• Exercise directions: Could you rewrite the data from the line that has "For the benchmark, mark every instance of the dark countertop" through the line that has "[[535, 59], [365, 43]]", keeping both of those lines and everything between them, but shifting every coordinate in the answers up by 42?

• Data supplied:

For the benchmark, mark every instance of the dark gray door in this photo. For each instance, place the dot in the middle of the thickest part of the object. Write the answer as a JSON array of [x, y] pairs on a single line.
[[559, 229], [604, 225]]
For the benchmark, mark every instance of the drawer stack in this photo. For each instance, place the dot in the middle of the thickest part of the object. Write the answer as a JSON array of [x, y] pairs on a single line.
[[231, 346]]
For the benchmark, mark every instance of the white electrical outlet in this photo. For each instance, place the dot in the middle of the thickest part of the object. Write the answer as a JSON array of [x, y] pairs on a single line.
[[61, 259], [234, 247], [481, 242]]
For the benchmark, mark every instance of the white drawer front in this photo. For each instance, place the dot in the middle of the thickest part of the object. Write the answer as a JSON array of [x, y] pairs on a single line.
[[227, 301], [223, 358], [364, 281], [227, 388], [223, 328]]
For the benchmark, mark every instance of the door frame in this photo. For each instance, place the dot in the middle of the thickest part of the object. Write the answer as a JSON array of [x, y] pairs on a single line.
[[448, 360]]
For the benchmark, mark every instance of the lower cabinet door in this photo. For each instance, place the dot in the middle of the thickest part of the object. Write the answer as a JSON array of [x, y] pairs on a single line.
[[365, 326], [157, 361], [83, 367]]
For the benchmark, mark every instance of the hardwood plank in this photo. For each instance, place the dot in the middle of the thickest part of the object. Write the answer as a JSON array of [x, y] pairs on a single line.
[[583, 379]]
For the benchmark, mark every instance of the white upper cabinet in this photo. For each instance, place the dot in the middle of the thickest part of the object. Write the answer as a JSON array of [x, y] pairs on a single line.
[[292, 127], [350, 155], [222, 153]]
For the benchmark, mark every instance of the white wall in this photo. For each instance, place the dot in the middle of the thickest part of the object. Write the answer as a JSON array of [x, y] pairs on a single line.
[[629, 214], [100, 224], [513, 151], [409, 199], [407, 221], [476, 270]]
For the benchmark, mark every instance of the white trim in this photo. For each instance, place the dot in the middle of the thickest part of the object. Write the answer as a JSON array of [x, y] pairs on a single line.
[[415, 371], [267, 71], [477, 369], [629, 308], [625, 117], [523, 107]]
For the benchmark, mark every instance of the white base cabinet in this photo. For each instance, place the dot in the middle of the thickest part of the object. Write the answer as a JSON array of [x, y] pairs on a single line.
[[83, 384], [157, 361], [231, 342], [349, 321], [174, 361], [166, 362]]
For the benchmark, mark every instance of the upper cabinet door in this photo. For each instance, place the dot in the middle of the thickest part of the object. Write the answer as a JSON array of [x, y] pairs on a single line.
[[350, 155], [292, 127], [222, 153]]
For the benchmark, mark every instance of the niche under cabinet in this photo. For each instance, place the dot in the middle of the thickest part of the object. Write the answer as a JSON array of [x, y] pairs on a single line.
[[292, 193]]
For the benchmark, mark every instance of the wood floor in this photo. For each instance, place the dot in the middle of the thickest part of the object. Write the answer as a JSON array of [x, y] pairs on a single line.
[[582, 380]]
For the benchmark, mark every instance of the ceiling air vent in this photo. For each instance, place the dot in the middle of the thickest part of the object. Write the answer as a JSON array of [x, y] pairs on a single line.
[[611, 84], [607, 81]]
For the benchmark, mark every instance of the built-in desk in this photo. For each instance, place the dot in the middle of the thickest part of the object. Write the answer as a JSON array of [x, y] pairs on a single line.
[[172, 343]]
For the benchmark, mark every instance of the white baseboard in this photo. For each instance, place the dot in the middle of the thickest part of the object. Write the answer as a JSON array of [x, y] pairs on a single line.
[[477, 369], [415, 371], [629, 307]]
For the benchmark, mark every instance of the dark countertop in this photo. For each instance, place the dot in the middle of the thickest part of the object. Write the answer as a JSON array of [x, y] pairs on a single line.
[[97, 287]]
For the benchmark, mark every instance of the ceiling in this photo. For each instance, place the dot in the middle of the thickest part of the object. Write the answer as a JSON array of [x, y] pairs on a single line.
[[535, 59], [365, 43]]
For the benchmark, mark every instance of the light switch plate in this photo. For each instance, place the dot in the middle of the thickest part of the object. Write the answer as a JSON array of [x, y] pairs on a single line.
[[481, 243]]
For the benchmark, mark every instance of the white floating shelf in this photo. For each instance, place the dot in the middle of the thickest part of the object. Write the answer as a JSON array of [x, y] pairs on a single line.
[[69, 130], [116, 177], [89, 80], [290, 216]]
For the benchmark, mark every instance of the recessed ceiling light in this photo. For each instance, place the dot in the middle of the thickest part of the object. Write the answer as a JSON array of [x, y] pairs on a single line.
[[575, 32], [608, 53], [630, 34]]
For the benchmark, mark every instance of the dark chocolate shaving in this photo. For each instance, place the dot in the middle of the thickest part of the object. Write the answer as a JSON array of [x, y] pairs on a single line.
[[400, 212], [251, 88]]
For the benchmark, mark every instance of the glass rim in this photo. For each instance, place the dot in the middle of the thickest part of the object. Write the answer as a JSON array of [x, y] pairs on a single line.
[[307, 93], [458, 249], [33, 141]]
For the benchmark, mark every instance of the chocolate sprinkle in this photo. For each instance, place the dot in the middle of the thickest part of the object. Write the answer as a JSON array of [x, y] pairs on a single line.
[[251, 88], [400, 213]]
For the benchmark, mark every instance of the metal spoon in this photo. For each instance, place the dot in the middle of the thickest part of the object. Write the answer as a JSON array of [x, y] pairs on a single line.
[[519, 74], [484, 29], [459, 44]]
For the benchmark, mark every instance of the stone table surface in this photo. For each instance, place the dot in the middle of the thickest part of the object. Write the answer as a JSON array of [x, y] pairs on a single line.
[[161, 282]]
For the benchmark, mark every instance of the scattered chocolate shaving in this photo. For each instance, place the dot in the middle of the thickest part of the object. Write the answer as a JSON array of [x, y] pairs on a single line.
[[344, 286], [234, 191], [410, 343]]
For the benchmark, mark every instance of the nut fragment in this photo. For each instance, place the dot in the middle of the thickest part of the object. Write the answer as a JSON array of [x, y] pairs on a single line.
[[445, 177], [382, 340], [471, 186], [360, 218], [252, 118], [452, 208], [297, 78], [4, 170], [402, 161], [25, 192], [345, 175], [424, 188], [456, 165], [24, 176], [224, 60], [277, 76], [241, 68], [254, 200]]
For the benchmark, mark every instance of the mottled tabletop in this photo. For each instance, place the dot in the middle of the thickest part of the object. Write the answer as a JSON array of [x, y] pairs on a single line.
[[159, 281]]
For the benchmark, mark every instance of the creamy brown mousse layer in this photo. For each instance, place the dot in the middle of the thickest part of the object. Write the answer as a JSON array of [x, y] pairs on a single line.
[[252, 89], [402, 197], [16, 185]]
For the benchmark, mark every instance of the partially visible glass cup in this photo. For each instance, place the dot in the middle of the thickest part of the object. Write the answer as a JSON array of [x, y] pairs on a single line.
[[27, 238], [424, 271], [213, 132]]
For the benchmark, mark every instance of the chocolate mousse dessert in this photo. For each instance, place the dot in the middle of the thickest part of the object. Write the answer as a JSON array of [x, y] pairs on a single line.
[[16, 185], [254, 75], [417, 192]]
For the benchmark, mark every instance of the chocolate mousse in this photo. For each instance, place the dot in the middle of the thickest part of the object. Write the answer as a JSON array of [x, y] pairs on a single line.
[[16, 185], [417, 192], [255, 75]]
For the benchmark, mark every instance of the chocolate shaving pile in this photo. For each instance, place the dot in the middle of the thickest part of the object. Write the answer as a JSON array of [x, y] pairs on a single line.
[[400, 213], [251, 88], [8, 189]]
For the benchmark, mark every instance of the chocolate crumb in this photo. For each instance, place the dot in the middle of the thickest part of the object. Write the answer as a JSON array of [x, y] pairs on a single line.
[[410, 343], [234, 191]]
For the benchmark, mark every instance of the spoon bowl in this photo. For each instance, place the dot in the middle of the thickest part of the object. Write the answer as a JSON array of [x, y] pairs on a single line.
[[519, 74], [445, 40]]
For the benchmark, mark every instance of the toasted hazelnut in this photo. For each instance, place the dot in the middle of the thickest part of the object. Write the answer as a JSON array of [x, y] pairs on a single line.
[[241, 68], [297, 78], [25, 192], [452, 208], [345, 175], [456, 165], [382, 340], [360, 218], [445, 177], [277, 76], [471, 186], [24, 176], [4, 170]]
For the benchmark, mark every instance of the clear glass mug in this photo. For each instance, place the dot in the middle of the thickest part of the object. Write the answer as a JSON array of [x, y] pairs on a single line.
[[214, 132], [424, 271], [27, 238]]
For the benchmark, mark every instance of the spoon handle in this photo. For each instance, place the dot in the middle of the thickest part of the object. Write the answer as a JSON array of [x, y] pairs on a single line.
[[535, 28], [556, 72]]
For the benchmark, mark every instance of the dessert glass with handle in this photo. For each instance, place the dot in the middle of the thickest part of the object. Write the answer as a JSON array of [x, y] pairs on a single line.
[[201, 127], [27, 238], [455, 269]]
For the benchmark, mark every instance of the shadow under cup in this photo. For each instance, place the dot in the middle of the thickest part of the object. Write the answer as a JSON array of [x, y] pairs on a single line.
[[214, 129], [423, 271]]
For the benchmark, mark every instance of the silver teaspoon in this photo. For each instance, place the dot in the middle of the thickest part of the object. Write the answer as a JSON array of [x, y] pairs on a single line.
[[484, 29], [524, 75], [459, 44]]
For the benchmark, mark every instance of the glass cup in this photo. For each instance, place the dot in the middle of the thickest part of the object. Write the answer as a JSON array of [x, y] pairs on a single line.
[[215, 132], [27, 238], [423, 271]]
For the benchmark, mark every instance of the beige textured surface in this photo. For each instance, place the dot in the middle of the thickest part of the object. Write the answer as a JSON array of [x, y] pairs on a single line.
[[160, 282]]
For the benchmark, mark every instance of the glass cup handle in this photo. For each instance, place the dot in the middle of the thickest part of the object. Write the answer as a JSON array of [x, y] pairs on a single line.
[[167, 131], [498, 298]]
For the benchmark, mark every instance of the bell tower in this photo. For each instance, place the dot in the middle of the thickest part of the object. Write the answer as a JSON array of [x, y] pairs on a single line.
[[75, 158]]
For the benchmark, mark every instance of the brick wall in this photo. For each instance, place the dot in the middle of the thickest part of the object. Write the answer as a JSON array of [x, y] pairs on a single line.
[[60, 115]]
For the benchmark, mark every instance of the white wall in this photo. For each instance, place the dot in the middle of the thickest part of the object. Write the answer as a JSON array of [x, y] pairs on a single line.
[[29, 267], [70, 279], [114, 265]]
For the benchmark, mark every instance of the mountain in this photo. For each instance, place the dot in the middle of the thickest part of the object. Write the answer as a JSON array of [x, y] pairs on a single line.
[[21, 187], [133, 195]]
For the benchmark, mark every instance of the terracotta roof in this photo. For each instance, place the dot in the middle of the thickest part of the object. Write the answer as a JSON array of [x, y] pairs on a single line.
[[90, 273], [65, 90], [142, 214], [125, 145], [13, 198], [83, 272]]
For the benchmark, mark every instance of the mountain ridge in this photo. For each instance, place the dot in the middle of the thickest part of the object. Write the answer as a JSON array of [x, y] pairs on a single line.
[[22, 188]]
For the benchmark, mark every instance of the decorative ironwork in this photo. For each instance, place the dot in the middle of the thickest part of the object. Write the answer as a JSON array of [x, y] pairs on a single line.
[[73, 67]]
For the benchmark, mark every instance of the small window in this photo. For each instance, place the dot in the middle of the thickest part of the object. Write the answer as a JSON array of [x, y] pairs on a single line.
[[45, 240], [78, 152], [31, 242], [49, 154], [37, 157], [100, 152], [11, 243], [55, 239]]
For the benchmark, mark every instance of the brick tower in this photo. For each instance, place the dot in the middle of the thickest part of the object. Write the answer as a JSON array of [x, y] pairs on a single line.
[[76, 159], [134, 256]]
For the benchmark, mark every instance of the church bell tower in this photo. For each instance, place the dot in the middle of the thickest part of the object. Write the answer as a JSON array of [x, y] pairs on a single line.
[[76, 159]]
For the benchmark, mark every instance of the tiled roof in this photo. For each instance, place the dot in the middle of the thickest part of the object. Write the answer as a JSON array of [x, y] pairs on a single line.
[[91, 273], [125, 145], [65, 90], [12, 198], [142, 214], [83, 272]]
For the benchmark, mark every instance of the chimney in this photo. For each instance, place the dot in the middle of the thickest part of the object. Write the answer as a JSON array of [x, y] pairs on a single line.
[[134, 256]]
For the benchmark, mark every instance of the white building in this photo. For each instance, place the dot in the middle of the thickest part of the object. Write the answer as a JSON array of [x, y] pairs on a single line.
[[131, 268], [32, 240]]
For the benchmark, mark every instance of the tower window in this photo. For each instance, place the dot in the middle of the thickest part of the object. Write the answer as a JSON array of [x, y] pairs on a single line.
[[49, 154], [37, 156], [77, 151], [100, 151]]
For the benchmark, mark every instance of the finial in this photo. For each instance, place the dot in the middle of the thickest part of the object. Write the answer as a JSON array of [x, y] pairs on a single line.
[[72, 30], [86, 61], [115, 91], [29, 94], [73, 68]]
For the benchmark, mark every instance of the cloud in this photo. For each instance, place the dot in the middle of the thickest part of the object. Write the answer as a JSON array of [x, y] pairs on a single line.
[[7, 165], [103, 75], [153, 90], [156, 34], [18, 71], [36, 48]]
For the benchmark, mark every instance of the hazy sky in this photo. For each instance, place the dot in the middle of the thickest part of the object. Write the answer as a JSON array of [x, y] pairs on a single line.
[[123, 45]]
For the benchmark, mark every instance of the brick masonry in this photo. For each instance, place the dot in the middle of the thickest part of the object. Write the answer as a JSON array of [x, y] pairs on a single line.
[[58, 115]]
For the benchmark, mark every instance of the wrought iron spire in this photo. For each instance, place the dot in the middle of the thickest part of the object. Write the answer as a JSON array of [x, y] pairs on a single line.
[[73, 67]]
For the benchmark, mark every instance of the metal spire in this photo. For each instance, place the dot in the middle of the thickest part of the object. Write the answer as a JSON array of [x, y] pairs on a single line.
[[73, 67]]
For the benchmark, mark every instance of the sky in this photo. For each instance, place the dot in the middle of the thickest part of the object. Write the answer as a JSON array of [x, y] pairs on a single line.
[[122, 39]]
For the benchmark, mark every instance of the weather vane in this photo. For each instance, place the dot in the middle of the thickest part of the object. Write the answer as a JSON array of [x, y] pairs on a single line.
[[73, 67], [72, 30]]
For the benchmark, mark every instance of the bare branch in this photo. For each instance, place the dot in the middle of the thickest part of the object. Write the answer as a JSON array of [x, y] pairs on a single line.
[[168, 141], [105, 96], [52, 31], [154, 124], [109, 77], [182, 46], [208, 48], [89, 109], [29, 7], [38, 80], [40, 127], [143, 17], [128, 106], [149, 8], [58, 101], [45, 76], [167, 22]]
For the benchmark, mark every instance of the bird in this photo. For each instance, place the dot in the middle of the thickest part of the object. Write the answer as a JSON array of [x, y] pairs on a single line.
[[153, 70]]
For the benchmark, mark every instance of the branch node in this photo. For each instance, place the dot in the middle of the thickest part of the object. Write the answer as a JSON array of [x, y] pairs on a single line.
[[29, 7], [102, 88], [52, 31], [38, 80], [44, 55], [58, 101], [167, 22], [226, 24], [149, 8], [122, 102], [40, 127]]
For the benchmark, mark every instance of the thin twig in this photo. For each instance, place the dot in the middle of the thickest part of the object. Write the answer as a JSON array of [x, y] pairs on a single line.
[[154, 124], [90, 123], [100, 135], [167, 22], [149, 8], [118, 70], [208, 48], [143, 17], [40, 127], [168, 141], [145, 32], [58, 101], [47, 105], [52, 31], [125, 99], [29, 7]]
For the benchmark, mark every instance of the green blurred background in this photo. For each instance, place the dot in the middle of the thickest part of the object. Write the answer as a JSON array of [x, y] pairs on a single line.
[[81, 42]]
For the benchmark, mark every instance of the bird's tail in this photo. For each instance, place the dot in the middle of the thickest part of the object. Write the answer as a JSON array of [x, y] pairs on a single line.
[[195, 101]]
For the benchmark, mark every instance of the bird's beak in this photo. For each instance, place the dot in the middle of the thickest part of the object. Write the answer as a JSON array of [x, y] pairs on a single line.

• Result below:
For the benchmark, mark every instance of the dark countertop in this photo. For each instance, place the dot in the middle of the thickest part of the object. Write the answer as a JSON array of [x, y] pairs on a single line.
[[139, 329]]
For the benchmark, mark every instance of the ceiling in this photo. For each instance, place the dot in the middle of the thickest part of the object. Write the answer as a JSON array of [x, y] pairs on a single line.
[[577, 101], [407, 85]]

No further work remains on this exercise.